### Provided entries ###

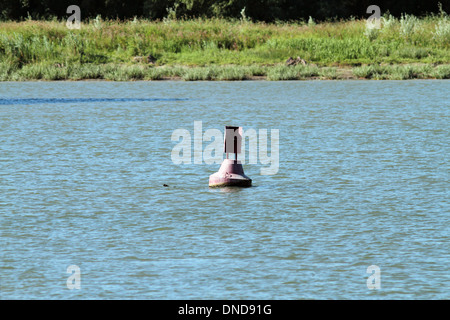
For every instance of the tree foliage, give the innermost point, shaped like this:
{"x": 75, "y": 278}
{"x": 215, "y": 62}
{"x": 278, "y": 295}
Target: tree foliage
{"x": 257, "y": 10}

###

**To do**: Please return the entries above exactly as they appear, but without the pictures.

**Output for this task**:
For every instance of the tree foliage, give the innermost point, shaped like this:
{"x": 75, "y": 278}
{"x": 215, "y": 62}
{"x": 278, "y": 295}
Target: tree foliage
{"x": 257, "y": 10}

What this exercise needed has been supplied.